_DOCUMENT PASSAGE_
**********
Ready, Set, IMPROVISE!
Learn the art of spontaneous theatre! This on-your-feet exploration of short form improvisation and improv fundamentals will introduce newcomers to improv, and also a chance to learn new skills for experienced improv-ers.
Movement: Character vs Caricature
(Jessica Johnson Frohling)
Keeping our characters real. Finding the truth in our character choices and making them as believable as possible. How do you as a young actor believably play a baby, an old person, someone with a disability or addiction you’ve never experienced? Some movement tricks to help you become someone else.
Grace Alt (Be Bold, Be Brave, Be Unafraid / N.A.P.S.)
Grace is from Wyndmoor, Pennsylvania, Thespian Troupe 1154, and is the current International Thespian Officer Chair. She has served as an STO in Pennsylvania and ITO for the past two years. At state conferences, she teaches leadership and advocacy workshops, and encourages student Thespians to connect with her at any time throughout the Festival! (Facebook: The International Thespian Officers; Instagram: @internationalthespianofficers; Snapchat: @ITOOfficial; Twitter: @ITOChair; Email: firstname.lastname@example.org)
Carmen-maria Mandley, (Teaching Shakespeare)
Community Engagement Manager, Theater at Monmouth
Carmen previously was the Education Director and Literary Manager for Portland Stage and a teacher, actor, and director for Shakespeare & Company for 14 years. She is a company member of Bare Portland, Founding Artistic Director of the Nickel Shakespeare Girls (National touring), Founding Artistic Director of Bare Theatre (Raleigh, NC) and a produced playwright. She has taught for Acorn Acting Academy, USM, Colby, ETSU, Orlando Shakespeare Theater, and the National Institute on Teaching Shakespeare. Carmen also serves on the board of the Educational Theater Association for the State of Maine.
Travis G. Baker (Objects of Playwriting Desire)
Baker is the award winning author of One Blue Tarp and Hair Frenzy both of which premiered at the Penobscot Theatre Company. Other works include God & Mr. Smith, The Weatherbox, Cold, and Sex & Violence all of which were produced in New York City. He is a past recipient of a Berrilla Kerr Award for American Playwrights and an Edward F. Albee Foundation Fellow.
Rick Osann (Assessment and Feedback for a Theatre Classroom)
**********
_PROVIDED DATA_
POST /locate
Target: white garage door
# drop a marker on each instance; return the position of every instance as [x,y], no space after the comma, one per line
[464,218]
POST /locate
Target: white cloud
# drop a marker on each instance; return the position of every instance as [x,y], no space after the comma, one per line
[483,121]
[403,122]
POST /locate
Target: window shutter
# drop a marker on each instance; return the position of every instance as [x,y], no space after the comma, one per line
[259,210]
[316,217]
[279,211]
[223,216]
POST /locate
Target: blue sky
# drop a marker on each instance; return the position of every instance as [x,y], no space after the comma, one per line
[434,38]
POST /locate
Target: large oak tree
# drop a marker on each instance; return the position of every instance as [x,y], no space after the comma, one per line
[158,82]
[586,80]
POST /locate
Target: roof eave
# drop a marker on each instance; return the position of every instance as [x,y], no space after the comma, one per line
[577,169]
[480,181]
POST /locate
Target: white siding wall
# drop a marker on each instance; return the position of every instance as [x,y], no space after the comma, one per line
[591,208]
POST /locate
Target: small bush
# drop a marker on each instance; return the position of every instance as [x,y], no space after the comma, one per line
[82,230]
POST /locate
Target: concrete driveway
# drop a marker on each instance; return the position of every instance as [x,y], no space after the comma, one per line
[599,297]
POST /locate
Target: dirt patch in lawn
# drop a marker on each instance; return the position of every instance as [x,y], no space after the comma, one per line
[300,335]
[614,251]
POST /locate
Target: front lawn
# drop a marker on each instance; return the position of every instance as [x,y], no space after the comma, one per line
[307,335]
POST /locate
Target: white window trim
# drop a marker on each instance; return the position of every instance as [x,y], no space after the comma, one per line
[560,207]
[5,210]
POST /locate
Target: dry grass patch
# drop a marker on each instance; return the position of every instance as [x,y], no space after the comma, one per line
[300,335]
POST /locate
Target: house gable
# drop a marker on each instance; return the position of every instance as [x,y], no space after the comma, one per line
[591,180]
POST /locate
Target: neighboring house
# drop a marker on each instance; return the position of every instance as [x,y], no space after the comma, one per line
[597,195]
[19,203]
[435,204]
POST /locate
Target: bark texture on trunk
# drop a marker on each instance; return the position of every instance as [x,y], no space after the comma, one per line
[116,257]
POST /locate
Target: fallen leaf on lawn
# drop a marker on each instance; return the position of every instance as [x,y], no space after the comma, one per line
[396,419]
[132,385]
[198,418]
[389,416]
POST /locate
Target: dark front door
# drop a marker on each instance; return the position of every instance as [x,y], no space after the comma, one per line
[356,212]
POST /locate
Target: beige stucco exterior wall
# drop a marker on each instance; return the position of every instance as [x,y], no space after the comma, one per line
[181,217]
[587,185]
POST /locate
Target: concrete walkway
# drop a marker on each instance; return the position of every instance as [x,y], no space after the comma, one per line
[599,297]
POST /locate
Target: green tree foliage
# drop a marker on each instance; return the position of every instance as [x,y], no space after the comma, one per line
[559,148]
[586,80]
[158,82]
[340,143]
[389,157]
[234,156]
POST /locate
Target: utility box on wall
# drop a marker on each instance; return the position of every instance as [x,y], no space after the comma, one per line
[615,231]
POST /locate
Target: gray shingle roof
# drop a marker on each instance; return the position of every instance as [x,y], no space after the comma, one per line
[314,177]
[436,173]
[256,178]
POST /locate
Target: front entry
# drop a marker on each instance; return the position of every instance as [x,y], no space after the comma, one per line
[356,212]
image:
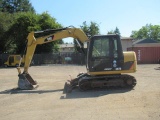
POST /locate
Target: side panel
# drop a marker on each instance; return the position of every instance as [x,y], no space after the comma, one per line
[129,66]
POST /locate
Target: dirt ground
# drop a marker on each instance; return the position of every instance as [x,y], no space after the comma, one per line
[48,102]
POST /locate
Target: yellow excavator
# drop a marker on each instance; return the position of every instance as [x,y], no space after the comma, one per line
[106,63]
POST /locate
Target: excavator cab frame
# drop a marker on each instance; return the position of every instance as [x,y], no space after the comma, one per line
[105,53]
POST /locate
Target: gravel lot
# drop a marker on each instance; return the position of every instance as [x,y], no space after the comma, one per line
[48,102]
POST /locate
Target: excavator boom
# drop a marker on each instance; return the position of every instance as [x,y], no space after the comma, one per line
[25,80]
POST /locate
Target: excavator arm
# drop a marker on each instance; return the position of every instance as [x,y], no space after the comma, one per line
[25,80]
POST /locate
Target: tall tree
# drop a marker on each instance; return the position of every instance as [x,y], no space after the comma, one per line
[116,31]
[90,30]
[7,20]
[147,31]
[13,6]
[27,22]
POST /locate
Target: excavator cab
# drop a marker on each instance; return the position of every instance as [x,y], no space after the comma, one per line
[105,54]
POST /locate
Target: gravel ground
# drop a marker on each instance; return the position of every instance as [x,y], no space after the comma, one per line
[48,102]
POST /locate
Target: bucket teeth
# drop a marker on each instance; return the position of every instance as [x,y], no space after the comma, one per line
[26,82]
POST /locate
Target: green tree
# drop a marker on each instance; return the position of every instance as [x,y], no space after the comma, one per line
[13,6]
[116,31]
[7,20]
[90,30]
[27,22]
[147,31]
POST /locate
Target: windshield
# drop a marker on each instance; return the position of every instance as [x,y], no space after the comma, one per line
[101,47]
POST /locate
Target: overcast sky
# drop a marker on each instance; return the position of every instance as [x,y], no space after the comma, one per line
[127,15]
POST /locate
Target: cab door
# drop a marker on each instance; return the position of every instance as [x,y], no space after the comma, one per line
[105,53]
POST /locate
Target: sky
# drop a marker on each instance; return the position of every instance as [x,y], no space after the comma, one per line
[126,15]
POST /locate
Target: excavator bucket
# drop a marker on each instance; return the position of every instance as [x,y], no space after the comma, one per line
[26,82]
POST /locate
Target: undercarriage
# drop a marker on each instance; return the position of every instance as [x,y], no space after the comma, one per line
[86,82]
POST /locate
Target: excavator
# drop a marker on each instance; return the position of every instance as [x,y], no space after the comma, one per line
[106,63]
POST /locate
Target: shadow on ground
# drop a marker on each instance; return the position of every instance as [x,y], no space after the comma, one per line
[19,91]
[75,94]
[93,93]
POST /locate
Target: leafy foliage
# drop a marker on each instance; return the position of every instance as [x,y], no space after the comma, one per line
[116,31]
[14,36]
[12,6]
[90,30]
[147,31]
**********
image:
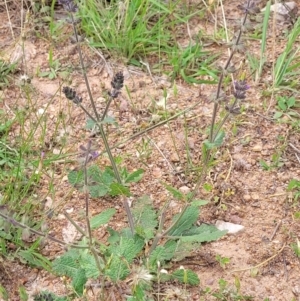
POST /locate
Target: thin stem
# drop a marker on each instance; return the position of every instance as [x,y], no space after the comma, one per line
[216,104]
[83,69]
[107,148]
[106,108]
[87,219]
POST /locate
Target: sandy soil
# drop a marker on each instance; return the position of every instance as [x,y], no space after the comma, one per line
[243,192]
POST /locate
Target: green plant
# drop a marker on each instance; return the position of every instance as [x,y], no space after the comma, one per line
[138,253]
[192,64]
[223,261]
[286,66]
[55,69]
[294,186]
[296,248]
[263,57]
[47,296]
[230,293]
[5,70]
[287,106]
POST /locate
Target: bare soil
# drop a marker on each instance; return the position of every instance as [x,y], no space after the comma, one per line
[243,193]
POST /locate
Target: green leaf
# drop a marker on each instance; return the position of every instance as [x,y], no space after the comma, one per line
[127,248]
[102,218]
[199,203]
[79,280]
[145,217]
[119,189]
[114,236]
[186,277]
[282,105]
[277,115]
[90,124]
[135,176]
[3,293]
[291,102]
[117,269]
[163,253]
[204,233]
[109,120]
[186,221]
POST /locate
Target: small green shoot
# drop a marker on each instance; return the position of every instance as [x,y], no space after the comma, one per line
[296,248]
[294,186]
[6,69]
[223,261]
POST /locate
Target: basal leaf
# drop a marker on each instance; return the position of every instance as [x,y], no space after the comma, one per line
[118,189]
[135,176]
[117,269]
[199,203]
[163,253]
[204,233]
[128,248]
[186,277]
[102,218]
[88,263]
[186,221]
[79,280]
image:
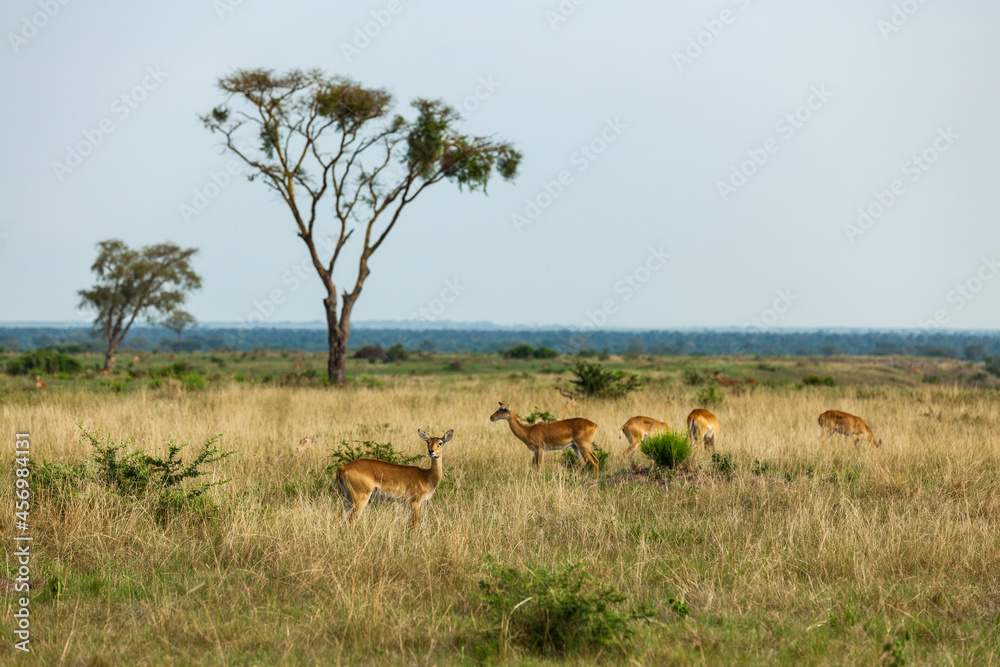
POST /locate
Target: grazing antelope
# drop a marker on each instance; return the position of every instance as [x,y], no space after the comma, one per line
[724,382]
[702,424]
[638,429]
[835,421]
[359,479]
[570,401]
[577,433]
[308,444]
**********
Please extend the festival workshop and presenter listing, picking up right after its final line.

_RESPONSE TO THE TASK_
Rick earned his MFA in Design for Theatre from Brandeis University a long time ago, and is thrilled to have been teaching at Bonny Eagle HS for ten years. Rick is currently the State Director for Maine EdTA and is serving as a Phase 6 Teacher Leader for the Maine Arts Leadership Institute. Last spring, Rick piloted a stagecraft design project in the classroom for the National Coalition for Core Arts Standards (NCCAS), the proposed new national arts standards.
Mark Drum (Hip Hop Choreography)
Mark is a NYC-based artist and graduate from the University of Northern Colorado, with a BA in Theatre. Mark is the State Thespian Officer (STO) Coordinator for New York Thespians, an EdTA professional member, proud Thespian alum from Thespian troupe 6513 and Junior Thespian troupe 88331. Mark is managed by The Talent Express, a member of the Actor's Project NYC, dancer at Ailey Extension and a freelance blogger for CBS Detroit.
Jason Bannister (Hamilton: An American Musical)
Jason teaches performing arts at Troy Howard Middle School in Belfast.
Arthur Morison (Slaps, Punches, and Slashes)
Arthur is an actor, writer and teacher who has been living in the great Downeast for 11 years. He is a graduate of The Boston Conservatory of Music with a degree in theatre. For many years he toured the country working the Renaissance Faire circuit as an actor/combatant with action comedy troupes; The Revelers of Kent and Mad Dogs and Englishmen. He has worked in live action stunt shows at theme parks all over America and even spent seven months in Italy working at Miribilandia in a car/stunt show.
Dawn McAndrews (Suit the Action to the Word)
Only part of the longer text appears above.